- [ACTIVITY] Your answer should be the lines of the material that include the word "below".

(Beginning of MATERIAL SUPPLIED)

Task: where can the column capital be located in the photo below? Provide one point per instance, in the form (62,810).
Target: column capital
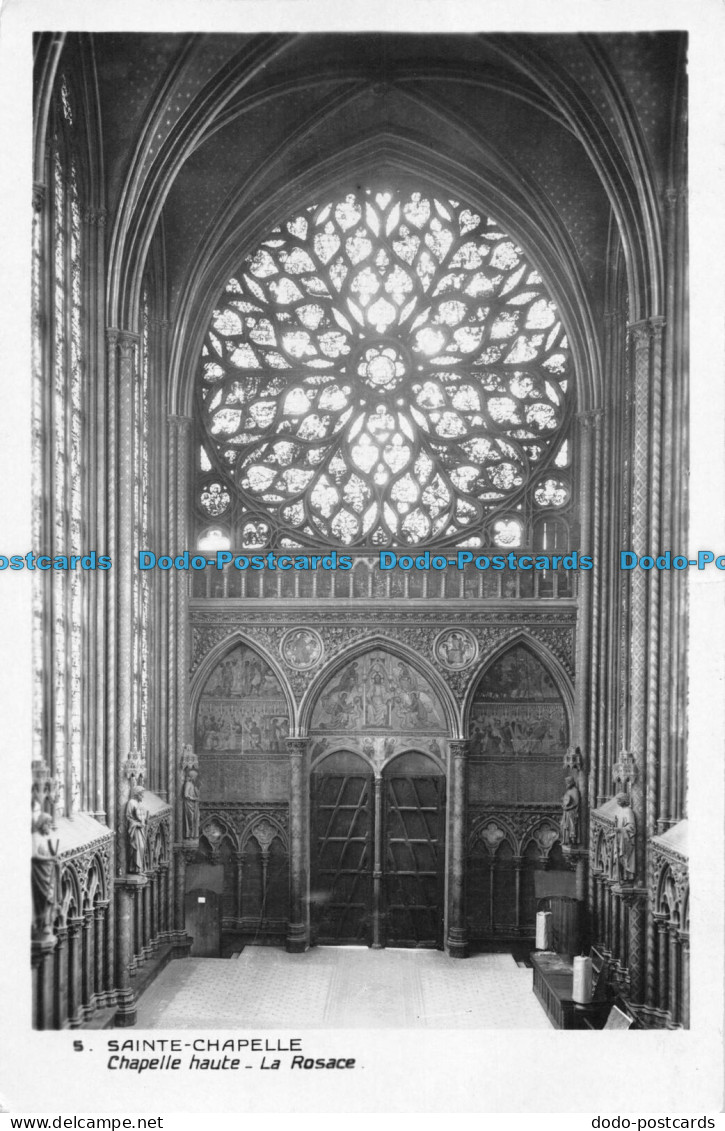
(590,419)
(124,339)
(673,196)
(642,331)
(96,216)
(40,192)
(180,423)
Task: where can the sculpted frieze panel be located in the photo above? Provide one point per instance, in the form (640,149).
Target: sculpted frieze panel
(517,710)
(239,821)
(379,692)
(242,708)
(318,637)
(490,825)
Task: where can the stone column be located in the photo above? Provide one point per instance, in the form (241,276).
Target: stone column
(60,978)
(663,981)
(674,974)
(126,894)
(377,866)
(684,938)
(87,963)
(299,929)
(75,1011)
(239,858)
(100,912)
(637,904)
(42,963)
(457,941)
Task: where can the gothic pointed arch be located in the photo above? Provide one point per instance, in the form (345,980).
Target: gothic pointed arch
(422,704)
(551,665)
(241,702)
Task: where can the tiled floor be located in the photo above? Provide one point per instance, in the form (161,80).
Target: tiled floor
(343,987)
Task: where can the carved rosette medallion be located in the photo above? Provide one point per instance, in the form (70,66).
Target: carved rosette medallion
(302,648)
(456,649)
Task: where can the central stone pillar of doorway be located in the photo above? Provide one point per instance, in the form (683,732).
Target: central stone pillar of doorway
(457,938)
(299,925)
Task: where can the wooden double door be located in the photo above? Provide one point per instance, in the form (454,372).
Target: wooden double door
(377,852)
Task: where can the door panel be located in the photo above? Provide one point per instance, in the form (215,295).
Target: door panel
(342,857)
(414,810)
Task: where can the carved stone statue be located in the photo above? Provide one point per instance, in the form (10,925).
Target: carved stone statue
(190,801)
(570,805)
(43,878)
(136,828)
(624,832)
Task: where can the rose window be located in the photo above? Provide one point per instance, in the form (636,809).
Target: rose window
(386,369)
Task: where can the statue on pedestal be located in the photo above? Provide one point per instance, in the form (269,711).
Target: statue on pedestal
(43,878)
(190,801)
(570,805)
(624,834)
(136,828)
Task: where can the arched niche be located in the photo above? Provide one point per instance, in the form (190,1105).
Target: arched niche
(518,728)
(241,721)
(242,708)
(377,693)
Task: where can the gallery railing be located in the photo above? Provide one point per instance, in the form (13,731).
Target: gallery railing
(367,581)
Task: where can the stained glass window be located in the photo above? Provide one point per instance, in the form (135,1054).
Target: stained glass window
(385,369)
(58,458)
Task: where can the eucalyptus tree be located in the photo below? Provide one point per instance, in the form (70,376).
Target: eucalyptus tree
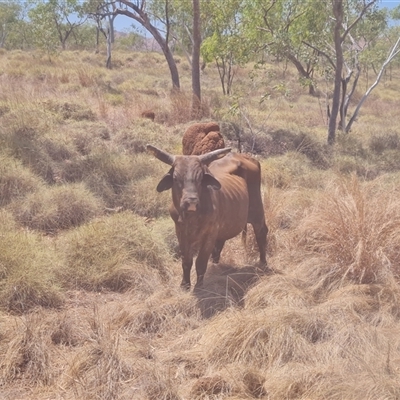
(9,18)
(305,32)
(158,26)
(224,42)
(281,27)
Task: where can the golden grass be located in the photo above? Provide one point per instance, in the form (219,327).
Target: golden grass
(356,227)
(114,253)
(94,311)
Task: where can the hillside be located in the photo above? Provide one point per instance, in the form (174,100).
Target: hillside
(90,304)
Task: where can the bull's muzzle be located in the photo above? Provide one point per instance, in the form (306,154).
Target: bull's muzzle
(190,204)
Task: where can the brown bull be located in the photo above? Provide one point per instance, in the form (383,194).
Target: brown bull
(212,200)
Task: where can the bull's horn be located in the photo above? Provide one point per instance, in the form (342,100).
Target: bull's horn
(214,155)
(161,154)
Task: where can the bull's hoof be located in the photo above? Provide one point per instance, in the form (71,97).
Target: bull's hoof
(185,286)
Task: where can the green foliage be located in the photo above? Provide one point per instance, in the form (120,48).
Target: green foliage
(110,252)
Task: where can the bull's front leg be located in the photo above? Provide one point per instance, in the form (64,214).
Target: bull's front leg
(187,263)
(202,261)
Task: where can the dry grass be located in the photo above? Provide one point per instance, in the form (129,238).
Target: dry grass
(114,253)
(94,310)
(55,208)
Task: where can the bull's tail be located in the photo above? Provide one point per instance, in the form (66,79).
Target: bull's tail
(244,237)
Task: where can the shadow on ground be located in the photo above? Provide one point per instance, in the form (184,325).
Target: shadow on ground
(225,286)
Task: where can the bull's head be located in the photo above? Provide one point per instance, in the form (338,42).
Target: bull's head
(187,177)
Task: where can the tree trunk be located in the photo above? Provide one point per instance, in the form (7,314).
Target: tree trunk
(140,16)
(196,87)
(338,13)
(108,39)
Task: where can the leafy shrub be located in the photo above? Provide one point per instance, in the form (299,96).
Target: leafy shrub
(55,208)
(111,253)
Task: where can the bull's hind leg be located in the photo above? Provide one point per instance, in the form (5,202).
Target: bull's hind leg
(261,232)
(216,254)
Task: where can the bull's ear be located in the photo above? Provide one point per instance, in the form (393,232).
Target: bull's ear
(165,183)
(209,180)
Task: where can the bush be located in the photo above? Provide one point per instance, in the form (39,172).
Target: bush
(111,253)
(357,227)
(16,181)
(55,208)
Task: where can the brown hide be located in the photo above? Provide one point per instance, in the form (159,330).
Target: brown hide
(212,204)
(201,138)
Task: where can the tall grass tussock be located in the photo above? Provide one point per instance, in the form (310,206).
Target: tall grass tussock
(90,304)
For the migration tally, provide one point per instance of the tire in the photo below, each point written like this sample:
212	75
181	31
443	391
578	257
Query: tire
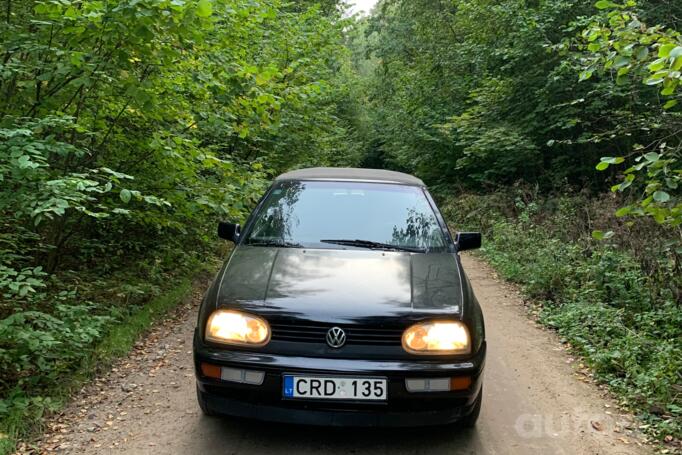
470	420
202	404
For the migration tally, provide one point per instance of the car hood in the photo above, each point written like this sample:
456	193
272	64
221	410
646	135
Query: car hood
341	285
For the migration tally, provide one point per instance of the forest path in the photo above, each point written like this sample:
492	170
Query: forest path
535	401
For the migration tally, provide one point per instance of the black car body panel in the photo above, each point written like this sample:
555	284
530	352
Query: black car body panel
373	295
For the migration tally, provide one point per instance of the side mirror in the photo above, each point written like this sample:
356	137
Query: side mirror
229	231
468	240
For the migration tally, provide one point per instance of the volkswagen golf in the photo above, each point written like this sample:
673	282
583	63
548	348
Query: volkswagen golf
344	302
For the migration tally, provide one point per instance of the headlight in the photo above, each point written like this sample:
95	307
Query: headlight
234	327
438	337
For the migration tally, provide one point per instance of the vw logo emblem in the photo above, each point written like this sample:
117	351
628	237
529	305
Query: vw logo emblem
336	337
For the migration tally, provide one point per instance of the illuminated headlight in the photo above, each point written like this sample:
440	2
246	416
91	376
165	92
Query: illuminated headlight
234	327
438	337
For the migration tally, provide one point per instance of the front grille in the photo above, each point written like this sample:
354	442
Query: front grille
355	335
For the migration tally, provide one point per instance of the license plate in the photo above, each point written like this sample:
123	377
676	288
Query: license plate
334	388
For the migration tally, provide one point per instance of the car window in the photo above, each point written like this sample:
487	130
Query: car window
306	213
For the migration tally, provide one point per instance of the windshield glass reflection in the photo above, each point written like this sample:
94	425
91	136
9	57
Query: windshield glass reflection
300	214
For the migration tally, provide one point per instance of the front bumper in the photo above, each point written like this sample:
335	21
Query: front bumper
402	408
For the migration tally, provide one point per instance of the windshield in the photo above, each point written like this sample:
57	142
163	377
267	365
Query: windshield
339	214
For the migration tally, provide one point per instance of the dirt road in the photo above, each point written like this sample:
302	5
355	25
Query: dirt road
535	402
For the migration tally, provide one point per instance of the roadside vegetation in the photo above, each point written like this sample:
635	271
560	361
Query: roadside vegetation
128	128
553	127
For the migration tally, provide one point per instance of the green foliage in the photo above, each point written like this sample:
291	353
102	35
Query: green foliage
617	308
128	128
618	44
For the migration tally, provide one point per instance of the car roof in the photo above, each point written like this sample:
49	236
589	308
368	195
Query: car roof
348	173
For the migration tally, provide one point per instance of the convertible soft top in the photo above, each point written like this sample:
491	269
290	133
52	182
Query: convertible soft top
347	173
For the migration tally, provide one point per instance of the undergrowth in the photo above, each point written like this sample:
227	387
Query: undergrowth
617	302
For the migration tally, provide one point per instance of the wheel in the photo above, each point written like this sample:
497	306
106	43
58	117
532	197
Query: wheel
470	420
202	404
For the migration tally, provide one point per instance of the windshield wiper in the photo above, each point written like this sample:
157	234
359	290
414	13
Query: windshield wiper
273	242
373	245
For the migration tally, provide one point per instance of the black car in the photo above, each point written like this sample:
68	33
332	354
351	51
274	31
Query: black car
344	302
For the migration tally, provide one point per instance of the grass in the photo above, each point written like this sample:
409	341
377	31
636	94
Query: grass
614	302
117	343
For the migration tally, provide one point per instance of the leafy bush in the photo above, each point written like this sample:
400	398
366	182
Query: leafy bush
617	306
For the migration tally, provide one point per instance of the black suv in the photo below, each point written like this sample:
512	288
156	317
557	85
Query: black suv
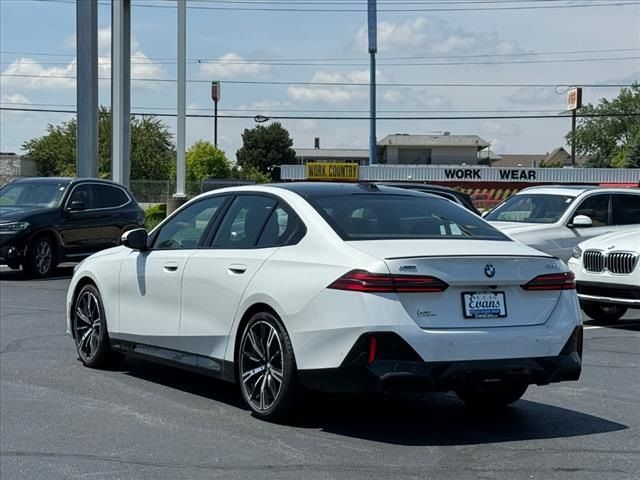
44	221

(End of MATERIAL SUPPLIED)

- [RESPONSE TO THE TASK]
Task: where can the column capital be located in the photo below? Provide one point per instance, in the form (62,810).
Task: where can the eucalyptus tree be located in the photo below? Provide one point per instance, in the form (70,376).
For the migration tally, provide one point per instance of the tire in the photo below, each point written like this sample:
For the migration tally, provide one point per instance of the black suv in the photo below, each point written like this sample:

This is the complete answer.